Reading passage:
What is this?
The primary use of this repo is to store my attempts at deep reinforcement-learning algorithms, and benchmark them against the implementations in OpenAI's spinup repository. This is my first attempt at deep reinforcement learning, hence the name.
How can I use this?
$ deeprl -hid "(64,32)" -n 10 -env 'HalfCheetah-v2' -a ppo --epochs 750 benchmark
and waiting produces this
With the above line, we have run my PPO implementation against OpenAI's for 10 different random seeds. The top plot shows the history of the episode return. The bottom shows the change in the episode return over training for each implementation and each seed. To get a rough idea if the change in the return is meaningfully different between two implementations, I compare the distributions in the bottom plot with student's t-test to calculate the p-value shown.

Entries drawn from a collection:

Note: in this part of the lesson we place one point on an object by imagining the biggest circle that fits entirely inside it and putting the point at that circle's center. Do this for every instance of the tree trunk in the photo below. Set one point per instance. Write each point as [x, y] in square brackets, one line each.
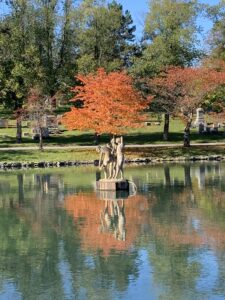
[41, 139]
[20, 189]
[187, 175]
[187, 131]
[19, 131]
[166, 127]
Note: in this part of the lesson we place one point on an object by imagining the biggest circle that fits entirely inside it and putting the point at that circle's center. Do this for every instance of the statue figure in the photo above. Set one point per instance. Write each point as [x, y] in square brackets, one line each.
[119, 158]
[112, 158]
[106, 160]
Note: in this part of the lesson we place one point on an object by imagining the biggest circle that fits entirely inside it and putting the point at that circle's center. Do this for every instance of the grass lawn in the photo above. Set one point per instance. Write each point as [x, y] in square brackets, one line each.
[86, 154]
[145, 135]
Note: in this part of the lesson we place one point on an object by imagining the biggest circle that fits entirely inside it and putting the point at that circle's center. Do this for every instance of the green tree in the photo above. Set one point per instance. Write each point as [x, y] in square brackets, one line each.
[170, 38]
[20, 65]
[105, 36]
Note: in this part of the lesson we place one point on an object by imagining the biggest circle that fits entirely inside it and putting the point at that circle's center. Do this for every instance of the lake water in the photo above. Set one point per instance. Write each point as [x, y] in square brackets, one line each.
[59, 239]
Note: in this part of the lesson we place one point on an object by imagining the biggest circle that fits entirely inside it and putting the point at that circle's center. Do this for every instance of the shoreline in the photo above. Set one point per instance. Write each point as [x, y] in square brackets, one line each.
[4, 166]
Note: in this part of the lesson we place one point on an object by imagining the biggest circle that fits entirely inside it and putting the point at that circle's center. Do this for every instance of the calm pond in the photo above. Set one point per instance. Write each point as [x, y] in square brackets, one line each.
[59, 239]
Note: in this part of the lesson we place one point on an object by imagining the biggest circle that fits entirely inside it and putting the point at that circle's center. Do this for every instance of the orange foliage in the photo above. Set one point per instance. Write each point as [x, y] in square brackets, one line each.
[88, 208]
[110, 104]
[189, 85]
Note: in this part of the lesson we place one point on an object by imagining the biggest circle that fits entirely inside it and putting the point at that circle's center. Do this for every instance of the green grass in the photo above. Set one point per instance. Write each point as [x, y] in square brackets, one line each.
[86, 154]
[145, 135]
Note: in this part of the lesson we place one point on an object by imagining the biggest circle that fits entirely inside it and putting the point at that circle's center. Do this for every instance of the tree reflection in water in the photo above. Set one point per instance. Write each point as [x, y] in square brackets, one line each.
[60, 241]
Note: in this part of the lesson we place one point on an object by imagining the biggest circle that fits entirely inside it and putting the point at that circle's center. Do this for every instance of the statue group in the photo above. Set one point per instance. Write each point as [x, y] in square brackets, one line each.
[112, 158]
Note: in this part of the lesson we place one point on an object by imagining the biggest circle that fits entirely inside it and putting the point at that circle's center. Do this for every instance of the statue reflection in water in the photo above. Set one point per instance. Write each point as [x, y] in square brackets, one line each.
[113, 219]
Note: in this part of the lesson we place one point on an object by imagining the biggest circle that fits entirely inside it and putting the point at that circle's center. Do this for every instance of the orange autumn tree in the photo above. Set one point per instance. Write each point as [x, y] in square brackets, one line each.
[189, 87]
[110, 104]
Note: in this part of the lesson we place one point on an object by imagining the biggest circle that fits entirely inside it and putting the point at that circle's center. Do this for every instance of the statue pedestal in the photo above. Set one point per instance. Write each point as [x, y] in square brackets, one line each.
[112, 185]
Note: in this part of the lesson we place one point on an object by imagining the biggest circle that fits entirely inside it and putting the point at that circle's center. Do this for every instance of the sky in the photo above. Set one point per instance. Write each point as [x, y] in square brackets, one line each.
[138, 9]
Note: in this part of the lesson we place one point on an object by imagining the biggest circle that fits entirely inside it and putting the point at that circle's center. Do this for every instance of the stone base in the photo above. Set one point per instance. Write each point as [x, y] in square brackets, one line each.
[112, 185]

Work item A:
In the reinforcement-learning repository description, which statistical test is used to compare the distributions in the bottom plot?
Work item B:
Write the next part of the reinforcement-learning repository description, picking up after its last sentence.
The records bear no relation to the reinforcement-learning repository description.

Task output A:
Student's t-test, which produces the p-value shown.

Task output B:
I used click to make this nifty command-line-tool, which automatically gives you
$ deeprl --help Usage: deeprl [OPTIONS] COMMAND [ARGS]... Main entry point Options: -exp, --exp_name TEXT Prefix added to experiment name -n, --num_runs INTEGER Number of different random seeds to run [default: 3] --epochs INTEGER Number of epochs [default: 50] -steps, --steps_per_epoch INTEGER Number of steps per epoch [default: 4000] -env, --env_name TEXT Environment name [default: Swimmer-v2] -hid, --hidden_sizes TEXT Hidden sizes for actor and critic MLPs [default: (64,64)] --activation TEXT Activation to use in actor-critic MLPs [default: tanh] -a, --algo [vpg|trpo|ppo|ddpg|td3|sac] Algorithm (ie agent) to use [default: vpg] --help Show this message and exit. Commands: benchmark Benchmark tom's implementation against spinup and plot plot plot Logging Results run Run experiment and plot Episode Return
If we then want to know how to use "plot", we can get help on that as well
$ deeprl plot --help Usage: deeprl plot [OPTIONS] plot Logging Results Options: -imp, --implementation [tom|spinup] Which implementation to run, spinup's or Tom's -v, --value TEXT Value to plot [default: AverageEpRet] --help Show this message and exit.
How do I install this?
git clone firstname.lastname@example.org:henighan/deeprl-intro.git cd deeprl-intro make install deeprl --help
How do I test this?
If you want to use the mujoco environments, you will also need to follow the instructions here.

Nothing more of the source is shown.